(Dataset rows)
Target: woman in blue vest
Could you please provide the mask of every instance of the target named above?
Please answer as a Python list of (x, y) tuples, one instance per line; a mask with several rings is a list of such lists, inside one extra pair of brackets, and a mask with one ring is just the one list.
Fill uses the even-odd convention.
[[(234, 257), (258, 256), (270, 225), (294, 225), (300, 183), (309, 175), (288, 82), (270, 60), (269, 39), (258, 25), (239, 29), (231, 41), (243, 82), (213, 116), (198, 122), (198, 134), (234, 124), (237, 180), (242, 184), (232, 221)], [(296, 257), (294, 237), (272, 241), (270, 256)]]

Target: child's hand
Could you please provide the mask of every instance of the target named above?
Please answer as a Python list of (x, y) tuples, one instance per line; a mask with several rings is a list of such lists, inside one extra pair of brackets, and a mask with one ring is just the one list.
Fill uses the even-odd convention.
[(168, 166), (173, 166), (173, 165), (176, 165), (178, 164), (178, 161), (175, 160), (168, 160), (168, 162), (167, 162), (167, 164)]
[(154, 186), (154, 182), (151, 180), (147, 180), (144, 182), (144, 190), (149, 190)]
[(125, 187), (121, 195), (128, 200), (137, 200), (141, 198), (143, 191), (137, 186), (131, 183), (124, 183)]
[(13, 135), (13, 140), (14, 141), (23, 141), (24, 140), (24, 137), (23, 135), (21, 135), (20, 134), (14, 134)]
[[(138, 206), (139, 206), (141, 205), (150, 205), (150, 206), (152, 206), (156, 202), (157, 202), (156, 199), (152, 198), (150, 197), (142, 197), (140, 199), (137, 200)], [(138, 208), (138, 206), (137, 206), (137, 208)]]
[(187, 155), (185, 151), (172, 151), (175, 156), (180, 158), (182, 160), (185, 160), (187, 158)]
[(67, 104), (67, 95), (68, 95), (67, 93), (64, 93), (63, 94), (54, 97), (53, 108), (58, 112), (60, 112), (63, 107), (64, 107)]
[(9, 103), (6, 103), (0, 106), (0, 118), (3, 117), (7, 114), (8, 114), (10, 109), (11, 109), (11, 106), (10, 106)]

• The exercise
Could you turn the records above into a two-column CSV with the header input,output, one row per record? Put each record's text in input and its answer in output, wrap every field in double quotes, and replace line breaks inside a field with spaces.

• Completed task
input,output
"Target: woman in blue vest Could you please provide the mask of every instance of the target named above? Please answer as a Python list of (x, y) tuples, one instance per line; a mask with several rings is a list of such lists, inside one extra pair of brackets, and a mask with one ring is just the one list. Fill uses the even-odd convention.","[[(234, 257), (258, 256), (270, 225), (294, 225), (300, 183), (309, 175), (288, 82), (270, 60), (269, 39), (258, 25), (239, 29), (231, 41), (243, 82), (213, 116), (198, 122), (198, 134), (234, 124), (237, 180), (242, 184), (232, 221)], [(296, 257), (294, 237), (272, 241), (270, 256)]]"
"Target: child's hand Could you please provide the mask of every instance of the target named above? Please answer as a Python list of (x, y) tuples, one instance per line; a mask with several rings is a list of such lists, inside one extra pair of brackets, and a mask with one ring is just the one list. Fill uses the even-odd convention.","[(168, 166), (173, 166), (173, 165), (176, 165), (178, 164), (178, 161), (175, 160), (168, 160), (168, 162), (167, 162), (167, 164)] [(154, 186), (154, 182), (151, 180), (147, 180), (144, 182), (144, 190), (149, 190)] [(125, 187), (121, 195), (128, 200), (137, 200), (141, 198), (143, 191), (137, 186), (131, 183), (124, 183)] [(13, 135), (13, 140), (14, 141), (23, 141), (24, 140), (24, 137), (23, 135), (21, 135), (20, 134), (14, 134)] [[(138, 206), (139, 206), (141, 205), (150, 205), (150, 206), (152, 206), (156, 202), (157, 202), (156, 199), (152, 198), (150, 197), (142, 197), (140, 199), (137, 200)], [(138, 208), (138, 206), (137, 206), (137, 208)]] [(187, 155), (185, 151), (172, 151), (175, 156), (180, 158), (182, 160), (185, 160), (187, 158)] [(67, 104), (67, 95), (68, 95), (67, 93), (64, 93), (63, 94), (54, 97), (53, 108), (58, 112), (60, 112), (63, 107), (64, 107)] [(9, 103), (6, 103), (0, 106), (0, 118), (3, 117), (7, 114), (8, 114), (10, 109), (11, 109), (11, 106), (10, 106)]"